DO THIS.
Using the news excerpt below about the receiver's scrutiny of SAC, answer these questions:
(a) In what month did the receiver's office file a motion with the U.S. Bankruptcy Court?
(b) On what date did attorneys for the receiver's office depose Strand and Livia Smith?
(c) What was the value of the building that Corvias Infrastructure Solutions donated to the executive manager's nonprofit?

DOCUMENT EXCERPT.
- - -

Strand’s exit comes as the agency faces heavy scrutiny from state-appointed receiver Michael Doweary, who has been tasked since 2020 with rescuing the bankrupt city’s finances.
Doweary’s office filed a motion in May with the U.S. Bankruptcy Court to gain access to SAC’s financial records. He alleged SAC conducted an unauthorized board expansion, stonewalled officials and paid board salaries without permission. Additionally, the receiver’s office also criticized SAC for taking out a loan from Strand and his church in order to make payroll. In August, Doweary expressed his desire to monetize the city’s water assets to make up for the city’s fiscal shortfalls.
Attorneys for the receiver’s office deposed Strand and SAC board chair Livia Smith on Oct. 25 as part of the original case and put the authority under the microscope.
The office highlighted an instance where Corvias Infrastructure Solutions (CIS), SAC’s private partner, donated a $400,000 building to the executive manager’s nonprofit, according to transcripts acquired by WHYY News through an open records request.

- - -

ENTRIES SUPPLIED.
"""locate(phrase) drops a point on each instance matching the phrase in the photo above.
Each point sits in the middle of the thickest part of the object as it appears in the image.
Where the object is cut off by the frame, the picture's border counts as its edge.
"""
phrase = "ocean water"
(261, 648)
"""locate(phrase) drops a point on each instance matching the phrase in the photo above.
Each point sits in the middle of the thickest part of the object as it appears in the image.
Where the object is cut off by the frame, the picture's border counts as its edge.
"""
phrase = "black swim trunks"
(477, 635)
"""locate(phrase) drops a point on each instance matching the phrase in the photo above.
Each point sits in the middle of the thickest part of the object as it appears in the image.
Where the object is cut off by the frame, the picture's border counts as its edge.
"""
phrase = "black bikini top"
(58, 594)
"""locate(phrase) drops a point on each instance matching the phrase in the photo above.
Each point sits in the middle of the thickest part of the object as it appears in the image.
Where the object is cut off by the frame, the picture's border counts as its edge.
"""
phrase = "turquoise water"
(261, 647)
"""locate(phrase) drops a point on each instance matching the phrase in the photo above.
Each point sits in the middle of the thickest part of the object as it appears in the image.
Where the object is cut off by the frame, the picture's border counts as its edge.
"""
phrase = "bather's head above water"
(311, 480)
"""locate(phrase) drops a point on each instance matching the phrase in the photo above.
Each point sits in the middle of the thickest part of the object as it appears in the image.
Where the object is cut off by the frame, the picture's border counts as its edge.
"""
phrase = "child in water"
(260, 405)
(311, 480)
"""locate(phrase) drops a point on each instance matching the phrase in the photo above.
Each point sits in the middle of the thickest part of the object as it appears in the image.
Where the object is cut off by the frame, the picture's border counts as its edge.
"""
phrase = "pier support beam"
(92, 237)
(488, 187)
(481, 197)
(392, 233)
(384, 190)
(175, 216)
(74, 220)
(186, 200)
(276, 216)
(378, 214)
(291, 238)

- - -

OUTPUT FOR THIS TASK.
(a) May
(b) Oct. 25
(c) $400,000